Cinnamon entered my life the way important characters do–via chance. My boyfriend and I were walking on a warm summer Sunday. Outside a tiny, New-Agey pet store, we saw a double-stacked row of cat carriers, each containing one or two felines. This being the East Village in New York City, the group hosting the adoptions was clothed in black (fake) leather and tattoos.

I’d never been good with animals. My mother took in stray cats, let them propagate, and then drove to rich neighborhoods, covertly dropping them off in the supermarket. We moved so often, we ourselves seemed like strays, perpetually looking inside windows at warm hearths.

My boyfriend, an architect into tai chi and pottery, exuded sensitivity toward animals, caring loyally for a perpetually sneezing and drooling orange cat abandoned by a previous owner. The cat and I ignored each other, our only contact the occasional sneeze in my face.

I’d once taken in four black kittens to help out an acquaintance who was in-between apartments, but after finding them embedded in my chimney (extricated with the help of Friskies tuna), I promptly returned them.

Such was my unimpressive history.

But on that Sunday, I looked in the carriers and found myself deciding between a large grey male named Sneakers and two females crammed in one carrier–a big chubby tuxedo and a very small white cat with calico markings. I decided on the pair. Supposedly never separated, they turned out to be a disparate couple, perhaps mother and daughter–in any case, a relationship prone to squabbles and jealousies.

Information provided ::
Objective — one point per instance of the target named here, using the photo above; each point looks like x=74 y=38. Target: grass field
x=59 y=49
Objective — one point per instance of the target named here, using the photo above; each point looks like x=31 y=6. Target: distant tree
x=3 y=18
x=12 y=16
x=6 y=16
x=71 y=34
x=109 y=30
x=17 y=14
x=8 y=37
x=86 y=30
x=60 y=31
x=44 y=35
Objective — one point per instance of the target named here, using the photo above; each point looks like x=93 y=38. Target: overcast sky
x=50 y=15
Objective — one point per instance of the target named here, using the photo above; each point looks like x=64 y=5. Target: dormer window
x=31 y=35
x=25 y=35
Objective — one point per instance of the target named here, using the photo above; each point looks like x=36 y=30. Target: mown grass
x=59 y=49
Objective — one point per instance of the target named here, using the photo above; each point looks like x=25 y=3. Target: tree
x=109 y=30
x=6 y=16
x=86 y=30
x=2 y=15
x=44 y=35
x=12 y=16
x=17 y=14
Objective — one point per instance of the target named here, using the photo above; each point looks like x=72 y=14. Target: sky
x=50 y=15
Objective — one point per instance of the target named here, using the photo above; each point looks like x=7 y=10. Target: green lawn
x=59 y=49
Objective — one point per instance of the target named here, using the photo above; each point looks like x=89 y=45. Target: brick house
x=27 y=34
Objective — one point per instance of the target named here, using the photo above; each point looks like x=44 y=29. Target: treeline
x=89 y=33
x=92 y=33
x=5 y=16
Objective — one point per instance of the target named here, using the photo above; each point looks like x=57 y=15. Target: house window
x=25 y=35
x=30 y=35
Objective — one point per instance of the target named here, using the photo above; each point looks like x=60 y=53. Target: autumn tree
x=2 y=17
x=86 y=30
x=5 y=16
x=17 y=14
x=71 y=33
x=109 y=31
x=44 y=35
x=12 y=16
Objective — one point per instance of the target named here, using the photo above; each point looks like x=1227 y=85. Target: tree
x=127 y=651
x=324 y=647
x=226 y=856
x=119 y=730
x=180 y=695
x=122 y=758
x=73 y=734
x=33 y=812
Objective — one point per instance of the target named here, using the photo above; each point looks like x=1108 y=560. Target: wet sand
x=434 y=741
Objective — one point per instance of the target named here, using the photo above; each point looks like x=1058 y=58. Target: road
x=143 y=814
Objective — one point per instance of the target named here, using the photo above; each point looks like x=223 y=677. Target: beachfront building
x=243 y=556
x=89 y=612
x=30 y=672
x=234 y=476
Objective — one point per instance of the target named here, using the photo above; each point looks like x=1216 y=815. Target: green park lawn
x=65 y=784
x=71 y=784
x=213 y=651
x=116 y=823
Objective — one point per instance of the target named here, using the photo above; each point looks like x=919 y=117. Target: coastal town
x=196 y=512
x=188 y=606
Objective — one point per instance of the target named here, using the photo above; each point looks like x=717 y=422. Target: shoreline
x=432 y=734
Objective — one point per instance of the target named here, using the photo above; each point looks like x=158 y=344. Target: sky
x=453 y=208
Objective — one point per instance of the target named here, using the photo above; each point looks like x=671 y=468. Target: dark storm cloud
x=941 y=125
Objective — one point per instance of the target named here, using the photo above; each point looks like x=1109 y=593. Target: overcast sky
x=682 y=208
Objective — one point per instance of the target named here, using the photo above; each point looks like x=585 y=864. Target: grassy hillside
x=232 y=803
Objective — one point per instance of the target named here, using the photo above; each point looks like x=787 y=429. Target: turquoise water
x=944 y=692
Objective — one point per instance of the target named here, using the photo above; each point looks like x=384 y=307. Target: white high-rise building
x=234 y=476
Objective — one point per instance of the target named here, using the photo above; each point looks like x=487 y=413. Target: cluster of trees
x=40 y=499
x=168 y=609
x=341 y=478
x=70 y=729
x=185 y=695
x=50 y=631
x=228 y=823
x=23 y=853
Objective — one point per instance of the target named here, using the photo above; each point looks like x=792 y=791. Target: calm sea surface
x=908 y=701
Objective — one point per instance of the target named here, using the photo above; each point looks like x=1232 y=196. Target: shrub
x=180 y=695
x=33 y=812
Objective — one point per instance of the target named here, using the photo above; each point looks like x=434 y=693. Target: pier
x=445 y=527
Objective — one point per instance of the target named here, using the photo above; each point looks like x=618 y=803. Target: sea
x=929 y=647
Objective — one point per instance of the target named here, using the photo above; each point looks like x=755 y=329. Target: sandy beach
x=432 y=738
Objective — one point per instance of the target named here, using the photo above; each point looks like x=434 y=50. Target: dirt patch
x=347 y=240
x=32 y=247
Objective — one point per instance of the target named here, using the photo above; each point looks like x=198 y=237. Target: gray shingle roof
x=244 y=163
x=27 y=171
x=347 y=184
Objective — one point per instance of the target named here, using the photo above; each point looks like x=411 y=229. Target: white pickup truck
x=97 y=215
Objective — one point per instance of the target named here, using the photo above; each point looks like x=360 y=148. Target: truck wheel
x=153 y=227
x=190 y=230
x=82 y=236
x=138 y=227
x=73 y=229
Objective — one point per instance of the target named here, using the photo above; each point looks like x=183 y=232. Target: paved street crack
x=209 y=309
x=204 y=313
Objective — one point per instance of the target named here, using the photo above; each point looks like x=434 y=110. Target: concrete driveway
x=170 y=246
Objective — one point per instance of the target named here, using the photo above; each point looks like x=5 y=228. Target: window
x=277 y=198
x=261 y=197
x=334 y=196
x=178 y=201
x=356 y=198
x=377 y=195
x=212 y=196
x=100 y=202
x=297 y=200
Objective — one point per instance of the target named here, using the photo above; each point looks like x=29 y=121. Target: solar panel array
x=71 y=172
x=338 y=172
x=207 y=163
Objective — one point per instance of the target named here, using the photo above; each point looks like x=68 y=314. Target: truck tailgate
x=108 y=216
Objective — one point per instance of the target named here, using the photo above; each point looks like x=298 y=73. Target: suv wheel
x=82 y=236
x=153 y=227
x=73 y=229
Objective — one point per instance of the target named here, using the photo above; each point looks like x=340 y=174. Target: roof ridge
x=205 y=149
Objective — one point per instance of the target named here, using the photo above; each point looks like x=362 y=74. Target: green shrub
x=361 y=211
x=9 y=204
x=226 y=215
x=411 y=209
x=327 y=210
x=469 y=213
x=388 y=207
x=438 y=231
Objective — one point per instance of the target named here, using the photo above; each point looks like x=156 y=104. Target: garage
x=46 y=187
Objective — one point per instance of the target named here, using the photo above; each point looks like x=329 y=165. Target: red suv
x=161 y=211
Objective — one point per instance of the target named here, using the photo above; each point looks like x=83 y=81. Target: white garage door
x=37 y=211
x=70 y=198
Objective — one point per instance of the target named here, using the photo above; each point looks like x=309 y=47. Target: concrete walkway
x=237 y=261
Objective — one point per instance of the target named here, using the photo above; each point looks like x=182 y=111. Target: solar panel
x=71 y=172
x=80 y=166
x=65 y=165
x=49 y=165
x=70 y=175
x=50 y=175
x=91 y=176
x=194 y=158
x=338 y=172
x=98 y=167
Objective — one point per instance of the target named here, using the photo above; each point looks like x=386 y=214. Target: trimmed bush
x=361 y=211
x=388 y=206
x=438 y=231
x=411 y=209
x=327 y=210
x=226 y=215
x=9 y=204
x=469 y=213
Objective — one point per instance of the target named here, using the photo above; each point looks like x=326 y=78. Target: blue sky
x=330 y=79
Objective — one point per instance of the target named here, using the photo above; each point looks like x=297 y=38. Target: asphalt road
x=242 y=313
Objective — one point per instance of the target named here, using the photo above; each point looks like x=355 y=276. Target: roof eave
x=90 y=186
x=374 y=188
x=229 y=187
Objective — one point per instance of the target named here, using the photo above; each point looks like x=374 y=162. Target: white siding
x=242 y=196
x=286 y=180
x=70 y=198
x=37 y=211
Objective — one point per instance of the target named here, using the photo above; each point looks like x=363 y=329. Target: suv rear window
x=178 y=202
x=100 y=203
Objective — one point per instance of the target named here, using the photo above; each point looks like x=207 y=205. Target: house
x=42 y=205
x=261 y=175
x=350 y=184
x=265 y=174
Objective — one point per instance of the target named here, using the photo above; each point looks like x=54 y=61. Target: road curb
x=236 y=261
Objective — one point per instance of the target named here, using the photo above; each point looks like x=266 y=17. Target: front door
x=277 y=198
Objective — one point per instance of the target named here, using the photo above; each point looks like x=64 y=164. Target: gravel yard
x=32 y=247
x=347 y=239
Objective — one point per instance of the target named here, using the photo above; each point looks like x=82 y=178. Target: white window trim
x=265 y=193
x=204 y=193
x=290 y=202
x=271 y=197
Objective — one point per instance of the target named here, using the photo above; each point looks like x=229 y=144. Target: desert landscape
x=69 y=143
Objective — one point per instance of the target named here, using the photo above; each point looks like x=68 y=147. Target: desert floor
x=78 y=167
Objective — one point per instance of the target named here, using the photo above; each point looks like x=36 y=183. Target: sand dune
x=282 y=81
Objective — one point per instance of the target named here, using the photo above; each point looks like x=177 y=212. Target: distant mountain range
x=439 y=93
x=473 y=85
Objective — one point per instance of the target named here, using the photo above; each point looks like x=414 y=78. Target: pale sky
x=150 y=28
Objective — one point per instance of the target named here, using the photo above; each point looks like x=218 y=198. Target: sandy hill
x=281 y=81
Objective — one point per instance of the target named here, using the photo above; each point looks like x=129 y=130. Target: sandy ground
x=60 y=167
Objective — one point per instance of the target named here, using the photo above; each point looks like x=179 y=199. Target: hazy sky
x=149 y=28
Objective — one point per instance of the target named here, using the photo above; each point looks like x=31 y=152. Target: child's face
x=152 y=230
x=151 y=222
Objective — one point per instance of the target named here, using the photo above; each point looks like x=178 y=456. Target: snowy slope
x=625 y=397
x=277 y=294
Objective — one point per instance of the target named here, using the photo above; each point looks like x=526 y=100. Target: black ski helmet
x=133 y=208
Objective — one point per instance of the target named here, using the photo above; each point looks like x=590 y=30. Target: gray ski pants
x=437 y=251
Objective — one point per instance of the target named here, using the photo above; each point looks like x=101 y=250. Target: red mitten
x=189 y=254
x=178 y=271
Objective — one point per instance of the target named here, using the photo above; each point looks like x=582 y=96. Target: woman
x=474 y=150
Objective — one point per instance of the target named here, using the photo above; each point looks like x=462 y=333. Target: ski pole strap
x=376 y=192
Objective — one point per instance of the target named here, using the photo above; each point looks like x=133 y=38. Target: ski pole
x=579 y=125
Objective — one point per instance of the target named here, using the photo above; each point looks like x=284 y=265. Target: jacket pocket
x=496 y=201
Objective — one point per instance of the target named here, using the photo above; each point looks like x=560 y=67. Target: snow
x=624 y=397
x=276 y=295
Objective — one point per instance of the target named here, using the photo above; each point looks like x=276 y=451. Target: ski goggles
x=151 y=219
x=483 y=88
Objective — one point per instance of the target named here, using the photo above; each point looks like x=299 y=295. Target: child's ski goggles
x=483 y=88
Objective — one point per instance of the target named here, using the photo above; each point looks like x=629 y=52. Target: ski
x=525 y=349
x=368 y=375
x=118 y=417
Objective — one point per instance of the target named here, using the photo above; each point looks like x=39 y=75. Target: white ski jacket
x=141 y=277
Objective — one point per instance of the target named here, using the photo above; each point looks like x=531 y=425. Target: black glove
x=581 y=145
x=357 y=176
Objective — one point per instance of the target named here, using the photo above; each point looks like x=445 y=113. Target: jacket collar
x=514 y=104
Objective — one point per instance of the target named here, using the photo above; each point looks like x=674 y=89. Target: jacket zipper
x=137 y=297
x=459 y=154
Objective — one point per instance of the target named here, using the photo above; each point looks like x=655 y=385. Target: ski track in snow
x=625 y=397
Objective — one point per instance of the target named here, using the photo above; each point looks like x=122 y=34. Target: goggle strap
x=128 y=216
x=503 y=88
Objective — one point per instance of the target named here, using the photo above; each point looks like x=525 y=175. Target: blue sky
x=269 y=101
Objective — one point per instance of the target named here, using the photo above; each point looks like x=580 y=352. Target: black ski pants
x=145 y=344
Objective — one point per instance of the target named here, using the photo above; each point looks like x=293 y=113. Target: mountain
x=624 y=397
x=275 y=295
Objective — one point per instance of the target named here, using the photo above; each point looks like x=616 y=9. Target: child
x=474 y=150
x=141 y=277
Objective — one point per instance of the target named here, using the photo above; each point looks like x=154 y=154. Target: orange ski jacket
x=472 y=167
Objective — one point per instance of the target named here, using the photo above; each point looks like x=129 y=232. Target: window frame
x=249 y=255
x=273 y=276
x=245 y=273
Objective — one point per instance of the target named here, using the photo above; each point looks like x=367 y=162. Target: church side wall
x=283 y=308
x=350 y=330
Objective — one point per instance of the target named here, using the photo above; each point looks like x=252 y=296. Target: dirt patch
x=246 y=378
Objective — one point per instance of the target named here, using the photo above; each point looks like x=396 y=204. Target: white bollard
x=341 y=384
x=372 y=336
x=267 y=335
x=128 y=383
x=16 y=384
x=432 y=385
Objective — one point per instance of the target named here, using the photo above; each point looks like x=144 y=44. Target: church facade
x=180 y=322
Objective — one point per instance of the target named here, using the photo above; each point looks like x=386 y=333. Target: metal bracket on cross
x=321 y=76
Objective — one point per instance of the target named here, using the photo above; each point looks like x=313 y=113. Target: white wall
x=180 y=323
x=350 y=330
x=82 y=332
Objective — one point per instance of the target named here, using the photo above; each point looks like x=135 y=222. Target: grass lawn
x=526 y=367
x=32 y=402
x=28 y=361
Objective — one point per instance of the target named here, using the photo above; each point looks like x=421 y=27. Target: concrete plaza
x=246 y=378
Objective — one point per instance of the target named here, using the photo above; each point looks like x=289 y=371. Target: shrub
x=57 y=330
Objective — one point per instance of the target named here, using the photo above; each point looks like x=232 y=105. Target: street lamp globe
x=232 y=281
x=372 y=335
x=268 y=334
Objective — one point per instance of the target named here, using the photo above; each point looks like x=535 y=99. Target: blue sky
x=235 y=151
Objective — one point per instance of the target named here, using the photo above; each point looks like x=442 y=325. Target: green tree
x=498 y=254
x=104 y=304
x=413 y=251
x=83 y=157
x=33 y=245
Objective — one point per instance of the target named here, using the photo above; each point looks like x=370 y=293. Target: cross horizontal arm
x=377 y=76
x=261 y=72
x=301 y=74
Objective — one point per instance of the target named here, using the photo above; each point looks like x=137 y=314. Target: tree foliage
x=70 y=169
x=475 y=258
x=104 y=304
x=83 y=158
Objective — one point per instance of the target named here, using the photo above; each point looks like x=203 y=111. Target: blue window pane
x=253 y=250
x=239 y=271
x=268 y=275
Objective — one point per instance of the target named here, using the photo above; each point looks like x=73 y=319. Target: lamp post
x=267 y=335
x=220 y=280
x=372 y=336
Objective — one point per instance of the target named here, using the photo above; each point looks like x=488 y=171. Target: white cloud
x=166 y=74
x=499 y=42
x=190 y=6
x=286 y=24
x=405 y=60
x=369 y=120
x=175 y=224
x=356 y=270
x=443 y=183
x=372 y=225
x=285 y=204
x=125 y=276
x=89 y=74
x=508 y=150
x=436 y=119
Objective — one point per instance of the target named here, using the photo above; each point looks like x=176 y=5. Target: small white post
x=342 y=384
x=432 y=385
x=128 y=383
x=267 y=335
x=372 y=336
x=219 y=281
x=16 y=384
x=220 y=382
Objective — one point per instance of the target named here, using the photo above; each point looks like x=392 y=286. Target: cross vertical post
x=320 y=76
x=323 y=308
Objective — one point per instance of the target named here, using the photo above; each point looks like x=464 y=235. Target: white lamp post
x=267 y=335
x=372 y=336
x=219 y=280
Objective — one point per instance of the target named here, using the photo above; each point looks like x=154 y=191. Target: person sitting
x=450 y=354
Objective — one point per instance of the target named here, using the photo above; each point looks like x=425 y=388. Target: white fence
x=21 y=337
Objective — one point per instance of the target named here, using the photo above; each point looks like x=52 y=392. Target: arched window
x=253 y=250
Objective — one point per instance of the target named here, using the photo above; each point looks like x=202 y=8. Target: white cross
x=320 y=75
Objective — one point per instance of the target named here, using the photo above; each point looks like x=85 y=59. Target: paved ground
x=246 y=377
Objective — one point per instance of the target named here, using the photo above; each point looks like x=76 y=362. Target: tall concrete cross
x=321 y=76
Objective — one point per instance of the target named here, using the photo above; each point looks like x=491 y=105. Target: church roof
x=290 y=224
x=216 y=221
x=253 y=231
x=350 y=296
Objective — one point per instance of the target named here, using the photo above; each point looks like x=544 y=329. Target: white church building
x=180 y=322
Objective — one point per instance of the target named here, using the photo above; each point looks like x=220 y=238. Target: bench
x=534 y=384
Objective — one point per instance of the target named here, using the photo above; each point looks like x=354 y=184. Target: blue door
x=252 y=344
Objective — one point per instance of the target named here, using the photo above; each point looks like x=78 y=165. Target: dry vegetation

Instructions ::
a – Set down, word for word, the part of the cat-adoption story above that opens with the words containing "My boyfriend, an" and closes with "my unimpressive history.".
b – Carry the cat-adoption story forward from its last sentence.

Expected responses ::
a –
My boyfriend, an architect into tai chi and pottery, exuded sensitivity toward animals, caring loyally for a perpetually sneezing and drooling orange cat abandoned by a previous owner. The cat and I ignored each other, our only contact the occasional sneeze in my face.

I’d once taken in four black kittens to help out an acquaintance who was in-between apartments, but after finding them embedded in my chimney (extricated with the help of Friskies tuna), I promptly returned them.

Such was my unimpressive history.

b –
Cinnamon, the white one, kept me up all night for a week, running from one end of the railroad apartment to the other, her sprints including a bound over my face. Ma Mere was quiet, gentle and under Cinnamon’s paw. She caused no trouble at all, keeping to herself.

A week later, I broke up with the sensitive boyfriend–who wasn’t surprised, claiming he knew I would replace him with the cats. I never considered giving them up. Loyalty, affection and other somewhat admirable traits I never knew I possessed suddenly appeared, seemingly sparked by exposure to animals who were more self-centered and vain than even I was. My self-absorption had apparently inspired the same traits in boyfriends of the past. And just as they’d been ultimately rebuffed, Cinnamon’s lovely but cold green eyes showed little compassion. When I cried, she’d bite me on the chin.

This makes me wonder if character isn’t a matter of chemistry–a reaction between a person and another person, animal or event. What years of therapy couldn’t do was accomplished by an overly confident cat named Cinnamon.